Given task
An exact copy of all the data is required, with pictures left out.

(begin)

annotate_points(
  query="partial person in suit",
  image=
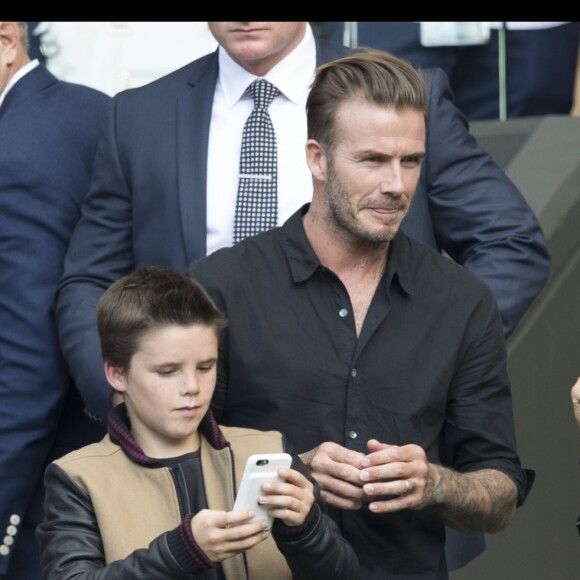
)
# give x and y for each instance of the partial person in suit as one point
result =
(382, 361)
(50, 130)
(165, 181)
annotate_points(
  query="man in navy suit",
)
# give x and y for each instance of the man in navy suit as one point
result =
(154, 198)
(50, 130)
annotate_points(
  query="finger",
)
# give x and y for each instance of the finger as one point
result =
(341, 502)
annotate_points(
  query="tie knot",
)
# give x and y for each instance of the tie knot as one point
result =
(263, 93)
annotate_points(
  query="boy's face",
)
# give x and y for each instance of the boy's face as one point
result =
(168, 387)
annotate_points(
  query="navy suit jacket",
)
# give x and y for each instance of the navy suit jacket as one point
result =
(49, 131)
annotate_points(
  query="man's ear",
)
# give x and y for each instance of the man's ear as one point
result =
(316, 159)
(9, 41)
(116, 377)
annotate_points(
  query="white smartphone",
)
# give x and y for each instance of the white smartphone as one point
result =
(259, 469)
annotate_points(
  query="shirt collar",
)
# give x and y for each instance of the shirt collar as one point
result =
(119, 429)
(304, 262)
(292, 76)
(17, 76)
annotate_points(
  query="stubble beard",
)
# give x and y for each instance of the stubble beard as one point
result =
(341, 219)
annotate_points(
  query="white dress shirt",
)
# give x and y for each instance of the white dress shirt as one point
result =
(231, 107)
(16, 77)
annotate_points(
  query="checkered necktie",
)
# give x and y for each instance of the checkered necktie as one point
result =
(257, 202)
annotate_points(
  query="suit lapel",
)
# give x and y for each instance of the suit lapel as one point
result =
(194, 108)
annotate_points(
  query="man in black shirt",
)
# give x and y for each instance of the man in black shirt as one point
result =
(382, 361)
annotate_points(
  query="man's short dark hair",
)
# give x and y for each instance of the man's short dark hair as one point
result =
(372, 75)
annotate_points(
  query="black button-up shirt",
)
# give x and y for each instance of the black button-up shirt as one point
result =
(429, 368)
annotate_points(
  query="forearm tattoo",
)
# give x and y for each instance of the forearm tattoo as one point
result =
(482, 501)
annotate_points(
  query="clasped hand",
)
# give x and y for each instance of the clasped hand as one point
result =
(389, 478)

(end)

Answer to this task
annotate_points(
  query="partial person in suit",
  image=
)
# give x and y for each instance of the partial person in suit as one point
result =
(382, 361)
(50, 130)
(165, 181)
annotate_points(
  query="man in navy suit",
)
# give x and y for each instance of the man in navy suit as one point
result =
(154, 198)
(50, 130)
annotate_points(
  query="finger",
)
# give x and y for each instance of the finger as one point
result =
(341, 502)
annotate_points(
  query="tie knot",
)
# give x and y for each instance of the tie knot as one point
result =
(263, 93)
annotate_points(
  query="boy's face",
)
# give x and y for each instance of the boy's face as one point
result =
(168, 387)
annotate_points(
  query="navy suit jacket",
)
# give x and y for each instance of the navy suit jacket as one point
result =
(49, 131)
annotate_points(
  query="man's ear",
)
# give x and y for each instance of the man's ear as one point
result =
(316, 159)
(9, 41)
(116, 377)
annotate_points(
  query="white smartphone",
)
# give x and y for each instance of the white smartphone as one point
result =
(259, 469)
annotate_points(
  query="shirt collar",
)
# give x and y for each instance of the shirt collar as one point
result =
(119, 429)
(304, 262)
(292, 76)
(17, 76)
annotate_points(
  query="stubble beard",
)
# give x and y for each instance of the stubble beard as one point
result =
(341, 219)
annotate_points(
  query="white dress shirt",
)
# give x and y for each instance of the white dress shirt as one point
result =
(231, 107)
(16, 77)
annotate_points(
  query="checkered necktie",
)
# give x and y for each instance of the checkered necktie as one point
result =
(257, 202)
annotate_points(
  query="suit lapel",
)
# give x and y for each instance of the suit lapel as one point
result =
(194, 108)
annotate_points(
  query="man in black shirt",
)
# give x and y for each instance of the man in black shirt as one point
result =
(382, 361)
annotate_points(
  query="man's short dark hair",
)
# give x and y for each instance of the man's short dark hair as one point
result =
(372, 75)
annotate_points(
  query="black button-up shirt",
)
# give x and y for each instance of the black button-up shirt as one point
result =
(429, 368)
annotate_points(
  query="forearm tattoo",
)
# give x and y for each instance of the forearm tattoo as one point
result =
(482, 501)
annotate_points(
  query="clasped hand",
)
# give x and y for each instance of the clasped hand as one point
result =
(389, 478)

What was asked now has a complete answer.